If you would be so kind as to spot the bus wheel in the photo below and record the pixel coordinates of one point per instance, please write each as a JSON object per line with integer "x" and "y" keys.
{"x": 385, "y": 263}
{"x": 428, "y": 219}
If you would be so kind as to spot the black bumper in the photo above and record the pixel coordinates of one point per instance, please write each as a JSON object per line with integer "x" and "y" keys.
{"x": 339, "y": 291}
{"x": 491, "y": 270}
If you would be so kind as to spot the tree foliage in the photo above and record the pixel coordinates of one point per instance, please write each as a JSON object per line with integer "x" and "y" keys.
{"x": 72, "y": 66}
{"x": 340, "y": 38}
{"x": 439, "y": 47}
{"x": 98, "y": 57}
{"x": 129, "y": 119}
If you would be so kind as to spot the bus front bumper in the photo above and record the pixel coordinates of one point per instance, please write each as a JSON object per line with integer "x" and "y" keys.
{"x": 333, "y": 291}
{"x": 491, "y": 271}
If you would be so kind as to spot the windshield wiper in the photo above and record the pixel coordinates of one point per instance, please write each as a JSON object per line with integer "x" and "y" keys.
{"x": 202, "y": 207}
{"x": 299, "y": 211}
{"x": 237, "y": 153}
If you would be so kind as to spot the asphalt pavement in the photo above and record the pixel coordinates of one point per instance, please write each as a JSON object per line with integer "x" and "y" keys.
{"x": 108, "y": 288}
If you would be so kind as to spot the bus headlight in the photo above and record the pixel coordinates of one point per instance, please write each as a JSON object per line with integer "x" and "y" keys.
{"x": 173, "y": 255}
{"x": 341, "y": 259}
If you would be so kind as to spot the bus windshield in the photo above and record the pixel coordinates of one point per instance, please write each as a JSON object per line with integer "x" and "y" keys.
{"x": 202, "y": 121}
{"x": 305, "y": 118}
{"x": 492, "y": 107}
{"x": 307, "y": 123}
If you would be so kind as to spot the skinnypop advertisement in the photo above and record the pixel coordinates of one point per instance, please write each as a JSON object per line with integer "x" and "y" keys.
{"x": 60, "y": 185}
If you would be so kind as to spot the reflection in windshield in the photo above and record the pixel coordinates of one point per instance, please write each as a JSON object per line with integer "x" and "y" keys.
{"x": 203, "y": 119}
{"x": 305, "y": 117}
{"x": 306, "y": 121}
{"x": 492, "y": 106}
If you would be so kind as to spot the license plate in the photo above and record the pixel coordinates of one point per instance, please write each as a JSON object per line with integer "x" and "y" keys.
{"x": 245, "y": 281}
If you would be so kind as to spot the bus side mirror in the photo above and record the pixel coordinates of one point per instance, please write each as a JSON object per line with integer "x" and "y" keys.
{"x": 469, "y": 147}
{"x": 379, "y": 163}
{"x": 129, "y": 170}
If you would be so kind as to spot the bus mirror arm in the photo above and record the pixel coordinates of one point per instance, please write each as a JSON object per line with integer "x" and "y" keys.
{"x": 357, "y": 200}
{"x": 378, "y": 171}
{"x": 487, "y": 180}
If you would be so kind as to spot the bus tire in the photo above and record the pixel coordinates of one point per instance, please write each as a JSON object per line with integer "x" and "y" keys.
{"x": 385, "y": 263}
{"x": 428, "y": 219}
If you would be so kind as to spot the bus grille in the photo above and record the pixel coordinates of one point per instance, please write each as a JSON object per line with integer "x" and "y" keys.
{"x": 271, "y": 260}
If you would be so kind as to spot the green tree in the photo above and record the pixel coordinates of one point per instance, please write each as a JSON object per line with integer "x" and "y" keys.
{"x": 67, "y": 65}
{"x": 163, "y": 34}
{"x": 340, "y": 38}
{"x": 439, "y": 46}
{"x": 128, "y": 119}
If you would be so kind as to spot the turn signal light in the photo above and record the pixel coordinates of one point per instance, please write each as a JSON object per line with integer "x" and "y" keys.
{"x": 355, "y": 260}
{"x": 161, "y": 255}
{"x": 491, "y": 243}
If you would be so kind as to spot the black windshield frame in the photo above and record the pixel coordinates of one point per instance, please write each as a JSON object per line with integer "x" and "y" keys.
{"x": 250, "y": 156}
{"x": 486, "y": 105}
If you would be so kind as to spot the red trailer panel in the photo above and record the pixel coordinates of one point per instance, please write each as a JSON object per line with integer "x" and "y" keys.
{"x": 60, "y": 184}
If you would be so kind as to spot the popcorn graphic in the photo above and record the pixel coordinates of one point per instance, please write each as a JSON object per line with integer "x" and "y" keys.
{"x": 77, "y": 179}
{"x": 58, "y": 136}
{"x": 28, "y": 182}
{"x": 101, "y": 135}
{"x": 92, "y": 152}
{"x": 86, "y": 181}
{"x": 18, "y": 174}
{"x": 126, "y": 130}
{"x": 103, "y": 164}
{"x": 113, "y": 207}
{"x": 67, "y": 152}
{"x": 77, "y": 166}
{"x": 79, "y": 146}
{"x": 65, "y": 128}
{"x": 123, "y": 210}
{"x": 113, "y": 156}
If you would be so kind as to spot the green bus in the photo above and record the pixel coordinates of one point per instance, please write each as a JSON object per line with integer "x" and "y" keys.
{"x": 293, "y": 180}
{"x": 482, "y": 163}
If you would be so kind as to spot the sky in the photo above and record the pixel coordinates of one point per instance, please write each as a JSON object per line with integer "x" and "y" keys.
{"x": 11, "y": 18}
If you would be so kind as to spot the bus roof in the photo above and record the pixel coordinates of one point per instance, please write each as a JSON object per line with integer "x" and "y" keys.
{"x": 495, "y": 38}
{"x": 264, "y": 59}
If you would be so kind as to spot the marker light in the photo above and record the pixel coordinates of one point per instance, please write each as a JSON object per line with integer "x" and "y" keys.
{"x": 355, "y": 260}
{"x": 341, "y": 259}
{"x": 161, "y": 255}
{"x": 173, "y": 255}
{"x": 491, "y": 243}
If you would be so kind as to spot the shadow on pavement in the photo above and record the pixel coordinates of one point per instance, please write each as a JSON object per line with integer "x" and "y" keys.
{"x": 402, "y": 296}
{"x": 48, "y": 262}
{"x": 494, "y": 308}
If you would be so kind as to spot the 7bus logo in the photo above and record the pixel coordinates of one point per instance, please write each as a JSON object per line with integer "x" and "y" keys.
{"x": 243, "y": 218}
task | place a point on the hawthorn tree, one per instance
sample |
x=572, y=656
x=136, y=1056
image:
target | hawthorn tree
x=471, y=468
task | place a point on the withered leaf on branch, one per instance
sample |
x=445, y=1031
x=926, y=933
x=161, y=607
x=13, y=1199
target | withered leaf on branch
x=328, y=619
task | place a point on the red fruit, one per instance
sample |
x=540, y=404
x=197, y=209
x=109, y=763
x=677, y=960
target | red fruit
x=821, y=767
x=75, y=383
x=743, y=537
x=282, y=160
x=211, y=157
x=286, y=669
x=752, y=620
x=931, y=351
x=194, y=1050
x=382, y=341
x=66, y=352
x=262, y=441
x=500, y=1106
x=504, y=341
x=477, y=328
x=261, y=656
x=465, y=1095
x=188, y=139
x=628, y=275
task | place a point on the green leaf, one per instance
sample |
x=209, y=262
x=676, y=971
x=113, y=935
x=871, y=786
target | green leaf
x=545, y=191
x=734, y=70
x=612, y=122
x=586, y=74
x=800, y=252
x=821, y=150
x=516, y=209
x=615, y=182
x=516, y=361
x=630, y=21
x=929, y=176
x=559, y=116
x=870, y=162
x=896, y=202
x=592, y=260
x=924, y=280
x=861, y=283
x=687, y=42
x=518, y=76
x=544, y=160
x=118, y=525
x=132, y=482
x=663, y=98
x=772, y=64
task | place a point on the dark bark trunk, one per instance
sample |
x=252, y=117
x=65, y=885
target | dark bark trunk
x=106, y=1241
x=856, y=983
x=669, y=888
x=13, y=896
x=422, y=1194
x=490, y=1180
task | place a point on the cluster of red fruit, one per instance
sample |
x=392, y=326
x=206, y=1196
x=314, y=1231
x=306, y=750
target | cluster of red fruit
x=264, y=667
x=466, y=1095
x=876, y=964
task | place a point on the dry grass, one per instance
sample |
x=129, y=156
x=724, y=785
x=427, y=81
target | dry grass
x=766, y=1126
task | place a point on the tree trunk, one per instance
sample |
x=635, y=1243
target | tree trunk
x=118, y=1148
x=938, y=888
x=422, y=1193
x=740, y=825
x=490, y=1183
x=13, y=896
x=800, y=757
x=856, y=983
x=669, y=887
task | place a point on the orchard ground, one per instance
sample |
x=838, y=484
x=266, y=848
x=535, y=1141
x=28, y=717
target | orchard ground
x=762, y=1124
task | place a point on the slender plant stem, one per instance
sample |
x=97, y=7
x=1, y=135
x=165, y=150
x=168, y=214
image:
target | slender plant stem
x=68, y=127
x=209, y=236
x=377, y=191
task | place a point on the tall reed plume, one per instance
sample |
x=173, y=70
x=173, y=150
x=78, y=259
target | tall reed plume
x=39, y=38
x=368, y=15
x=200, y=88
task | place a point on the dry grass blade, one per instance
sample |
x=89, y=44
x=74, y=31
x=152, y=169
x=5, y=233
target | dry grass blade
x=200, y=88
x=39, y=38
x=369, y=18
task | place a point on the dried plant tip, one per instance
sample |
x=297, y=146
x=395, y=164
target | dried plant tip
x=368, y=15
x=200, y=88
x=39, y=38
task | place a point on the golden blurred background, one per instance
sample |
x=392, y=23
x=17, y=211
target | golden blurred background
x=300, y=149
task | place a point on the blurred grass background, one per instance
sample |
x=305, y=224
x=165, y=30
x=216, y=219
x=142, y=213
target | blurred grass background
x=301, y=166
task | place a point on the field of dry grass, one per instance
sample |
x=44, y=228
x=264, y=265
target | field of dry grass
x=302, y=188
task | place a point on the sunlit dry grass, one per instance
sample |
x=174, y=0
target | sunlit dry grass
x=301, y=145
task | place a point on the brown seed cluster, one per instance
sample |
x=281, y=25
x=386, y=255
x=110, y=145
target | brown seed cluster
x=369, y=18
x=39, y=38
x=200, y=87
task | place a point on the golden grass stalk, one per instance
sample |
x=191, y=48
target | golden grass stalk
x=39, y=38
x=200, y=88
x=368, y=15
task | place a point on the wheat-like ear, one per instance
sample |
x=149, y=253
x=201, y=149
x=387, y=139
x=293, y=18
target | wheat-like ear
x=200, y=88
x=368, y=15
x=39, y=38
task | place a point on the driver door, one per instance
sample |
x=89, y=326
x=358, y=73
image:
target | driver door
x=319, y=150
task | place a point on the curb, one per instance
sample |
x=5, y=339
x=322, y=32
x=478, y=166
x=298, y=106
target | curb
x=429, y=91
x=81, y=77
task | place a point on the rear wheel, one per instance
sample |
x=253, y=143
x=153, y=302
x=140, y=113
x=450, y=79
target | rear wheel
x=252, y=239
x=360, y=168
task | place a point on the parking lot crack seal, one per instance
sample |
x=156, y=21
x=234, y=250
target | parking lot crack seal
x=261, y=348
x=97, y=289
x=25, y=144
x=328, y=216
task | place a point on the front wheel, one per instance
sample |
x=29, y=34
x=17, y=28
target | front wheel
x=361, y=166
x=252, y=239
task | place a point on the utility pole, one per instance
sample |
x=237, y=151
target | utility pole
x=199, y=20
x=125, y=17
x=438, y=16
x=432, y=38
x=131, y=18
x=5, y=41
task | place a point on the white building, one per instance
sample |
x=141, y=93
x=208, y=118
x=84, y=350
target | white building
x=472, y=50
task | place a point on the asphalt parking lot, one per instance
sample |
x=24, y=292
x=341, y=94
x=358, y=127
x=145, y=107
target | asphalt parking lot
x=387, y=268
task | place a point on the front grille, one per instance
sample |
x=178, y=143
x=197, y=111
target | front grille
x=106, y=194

WORK TO BE COMPLETED: Look back at the entries above and repeat, unchanged, every line from the line holding "x=572, y=656" through the line holding "x=677, y=960".

EXERCISE OUTPUT:
x=572, y=656
x=136, y=1056
image:
target | hawthorn tree
x=471, y=468
task | place a point on the withered leaf on branch, one per instance
sample |
x=445, y=1031
x=926, y=933
x=161, y=607
x=13, y=1199
target | withered leaf on branch
x=328, y=619
task | place a point on the red fruit, one per instance
sample |
x=540, y=404
x=197, y=209
x=109, y=763
x=677, y=960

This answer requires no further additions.